** EXERCISE REQUIREMENTS **
Would you return every entry below exactly as written, without its images?

** RECORDS FOR PROCESSING **
────────────────
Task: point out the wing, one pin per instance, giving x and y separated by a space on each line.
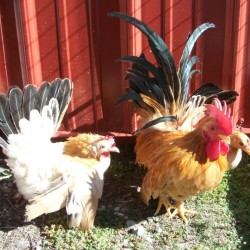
32 157
82 200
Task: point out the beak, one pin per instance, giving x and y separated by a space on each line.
114 149
247 150
225 138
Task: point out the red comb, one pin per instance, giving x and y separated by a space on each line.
221 114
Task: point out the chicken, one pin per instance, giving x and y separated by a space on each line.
238 142
51 176
183 139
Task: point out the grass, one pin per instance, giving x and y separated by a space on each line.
223 221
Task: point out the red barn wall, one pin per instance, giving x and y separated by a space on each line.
42 40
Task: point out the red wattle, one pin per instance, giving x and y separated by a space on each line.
215 148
────────────────
** EXPECTED ANSWER **
Task: point out the wing, one pin per instance, giving x and y separated by a space on each line.
32 157
82 200
Task: point out the beak, one pin per instance, giving x and y separated by a space on each line.
114 149
247 150
225 138
Task: point out the red comb, one pin per instance, giving x and y separated by a space on each line.
221 114
Task: point out the chicken, one pin per instance, giving x and y separated by a space on each line.
238 142
51 176
183 139
Task: point out the grass, one pin per instance, giving x and y separated by a space on each line.
223 221
Task: point out the red barn wall, one pin per instance, giving x and y separated by a space on each line.
42 40
Task: point out the red wattle, one pin per instance, giving x and y separated by a space on each line.
215 148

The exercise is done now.